*Text passage*.
[start]
Thursday, 26 September 2013

The Genius Loci of St Mary & St Barlok.

I took the long stroll to the church this afternoon and sat in the lea of its 13th century south wall for a while. It’s a supremely quiet and peaceful place, being screened from the road and the outside world by lots of mature trees, and I began to get the sense that something was aware of me. My first thought was that I’d dropped into an MR James story, but then I settled to pondering a more likely explanation.

I decided it was none of the subterranean occupants; I’m sure they’ve long since moved on by now, and graveyards have never frightened me. Besides, the presence, for want of a better word, felt behind me. It was the church itself, or something in the church.

I reasoned, for want of yet another better word, that the genius loci might be an objective and sentient phenomenon, and that it was the spirit of the building that was taking notice of me. The feeling was slightly creepy but in no way malevolent, so I decided to enjoy it. I used to get a similar feeling in a wood close to another cottage in another village where I lived in the 1980s.

*  *  *

So then I began to wonder just how many bodies are really buried there. The headstones only go back about 400 years, but there’s been a church on the spot for 12-1300 years. That suggests there are rather more people taking their final rest than have headstones to attest to their presence. And I paid my respects to the lady Isabella, as usual.

*  *  *

By a strange coincidence, on the way back I missed HT54 by seconds. That’s the mystery in the tail.

6 comments:

andrea kiss said...

Reading this makes my heart ache over not having a 13th century wall to go sit on :(

JJ said...
[end]
*Recorded data*.
[start]
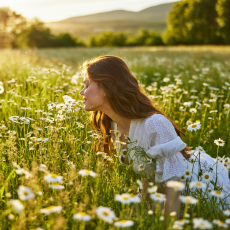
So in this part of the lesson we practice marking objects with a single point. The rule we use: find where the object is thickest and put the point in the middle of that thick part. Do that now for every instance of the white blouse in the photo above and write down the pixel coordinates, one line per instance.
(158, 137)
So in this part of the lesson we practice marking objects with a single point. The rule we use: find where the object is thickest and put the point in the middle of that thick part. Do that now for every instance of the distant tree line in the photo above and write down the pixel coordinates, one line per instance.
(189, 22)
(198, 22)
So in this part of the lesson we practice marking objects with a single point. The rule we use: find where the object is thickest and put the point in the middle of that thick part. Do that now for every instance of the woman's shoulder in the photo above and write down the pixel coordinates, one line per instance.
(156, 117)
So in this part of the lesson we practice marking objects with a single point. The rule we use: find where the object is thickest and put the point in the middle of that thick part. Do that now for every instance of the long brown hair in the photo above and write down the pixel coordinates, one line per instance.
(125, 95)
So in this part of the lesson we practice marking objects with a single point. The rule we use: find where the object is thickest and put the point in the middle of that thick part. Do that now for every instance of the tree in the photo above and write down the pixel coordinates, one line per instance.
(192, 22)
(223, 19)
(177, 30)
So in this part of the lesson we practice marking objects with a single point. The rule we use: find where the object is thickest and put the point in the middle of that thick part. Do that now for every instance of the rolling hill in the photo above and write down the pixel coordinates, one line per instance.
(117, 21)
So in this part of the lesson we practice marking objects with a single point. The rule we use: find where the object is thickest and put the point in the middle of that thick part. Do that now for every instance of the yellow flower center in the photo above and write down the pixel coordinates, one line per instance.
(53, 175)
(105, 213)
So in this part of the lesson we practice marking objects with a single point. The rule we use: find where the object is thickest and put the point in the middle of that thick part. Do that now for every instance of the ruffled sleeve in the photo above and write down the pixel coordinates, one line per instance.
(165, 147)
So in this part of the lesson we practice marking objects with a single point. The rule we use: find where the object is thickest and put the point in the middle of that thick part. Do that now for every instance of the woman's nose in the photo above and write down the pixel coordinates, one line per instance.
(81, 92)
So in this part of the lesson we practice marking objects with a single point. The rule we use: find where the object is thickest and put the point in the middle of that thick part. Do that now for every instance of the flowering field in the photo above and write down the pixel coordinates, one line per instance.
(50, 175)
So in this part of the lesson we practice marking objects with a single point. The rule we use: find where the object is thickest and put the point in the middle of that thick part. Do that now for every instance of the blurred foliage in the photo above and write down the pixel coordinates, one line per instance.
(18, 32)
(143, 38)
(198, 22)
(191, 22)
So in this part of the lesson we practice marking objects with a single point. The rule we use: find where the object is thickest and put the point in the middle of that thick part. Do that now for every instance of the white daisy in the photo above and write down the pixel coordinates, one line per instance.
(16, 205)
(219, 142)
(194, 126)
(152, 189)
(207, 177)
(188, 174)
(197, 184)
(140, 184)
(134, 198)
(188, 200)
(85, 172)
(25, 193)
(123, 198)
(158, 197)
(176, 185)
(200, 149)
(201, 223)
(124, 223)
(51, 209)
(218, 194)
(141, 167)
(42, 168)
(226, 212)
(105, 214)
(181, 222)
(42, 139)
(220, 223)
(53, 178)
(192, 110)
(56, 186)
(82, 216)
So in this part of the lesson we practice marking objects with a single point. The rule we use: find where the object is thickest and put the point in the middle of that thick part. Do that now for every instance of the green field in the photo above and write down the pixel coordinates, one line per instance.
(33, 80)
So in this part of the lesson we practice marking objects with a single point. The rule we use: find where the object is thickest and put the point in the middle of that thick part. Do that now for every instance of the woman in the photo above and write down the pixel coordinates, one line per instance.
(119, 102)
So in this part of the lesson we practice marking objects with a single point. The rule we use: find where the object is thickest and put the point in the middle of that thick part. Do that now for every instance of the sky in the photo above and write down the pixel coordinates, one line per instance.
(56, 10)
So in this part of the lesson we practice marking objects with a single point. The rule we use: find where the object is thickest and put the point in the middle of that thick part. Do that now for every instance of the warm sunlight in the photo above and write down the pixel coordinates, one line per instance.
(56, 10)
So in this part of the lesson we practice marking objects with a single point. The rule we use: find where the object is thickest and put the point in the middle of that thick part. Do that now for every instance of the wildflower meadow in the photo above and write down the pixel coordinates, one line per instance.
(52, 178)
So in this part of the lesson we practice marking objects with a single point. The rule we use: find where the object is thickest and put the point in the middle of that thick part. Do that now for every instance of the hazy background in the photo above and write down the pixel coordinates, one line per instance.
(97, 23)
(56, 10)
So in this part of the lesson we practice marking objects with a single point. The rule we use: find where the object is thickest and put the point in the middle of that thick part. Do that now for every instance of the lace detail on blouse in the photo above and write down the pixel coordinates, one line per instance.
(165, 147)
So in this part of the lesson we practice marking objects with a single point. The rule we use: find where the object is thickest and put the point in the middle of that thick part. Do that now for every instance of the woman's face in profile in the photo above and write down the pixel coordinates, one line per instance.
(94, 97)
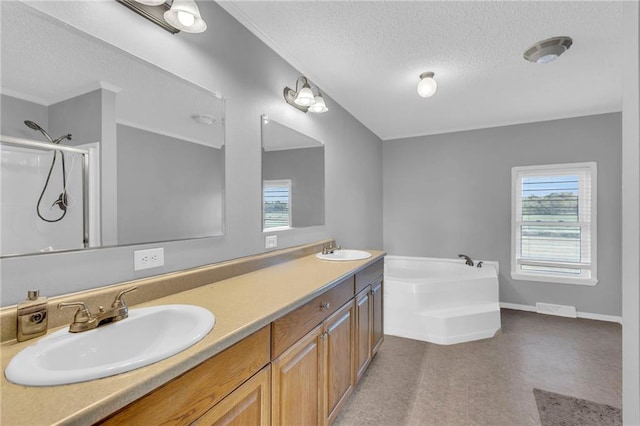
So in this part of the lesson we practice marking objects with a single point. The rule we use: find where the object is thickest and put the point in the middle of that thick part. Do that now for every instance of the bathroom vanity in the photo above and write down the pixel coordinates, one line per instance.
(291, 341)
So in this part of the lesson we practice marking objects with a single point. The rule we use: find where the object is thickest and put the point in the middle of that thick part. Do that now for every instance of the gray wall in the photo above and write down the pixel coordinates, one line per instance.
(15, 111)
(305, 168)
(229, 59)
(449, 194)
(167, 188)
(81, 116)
[end]
*Tasks to complete*.
• 1. List every person's name that appears in the churchyard blog post, including the saints in its title and the commenters.
• 2. Write out the part of the churchyard blog post that opens with "I decided it" and closes with "in the church.", substituting "cemeteries" for "graveyards".
None of the lines are needed here.

*Responses per task*.
• 1. St Mary, St Barlok, MR James, Isabella, andrea kiss, JJ

• 2.
I decided it was none of the subterranean occupants; I’m sure they’ve long since moved on by now, and cemeteries have never frightened me. Besides, the presence, for want of a better word, felt behind me. It was the church itself, or something in the church.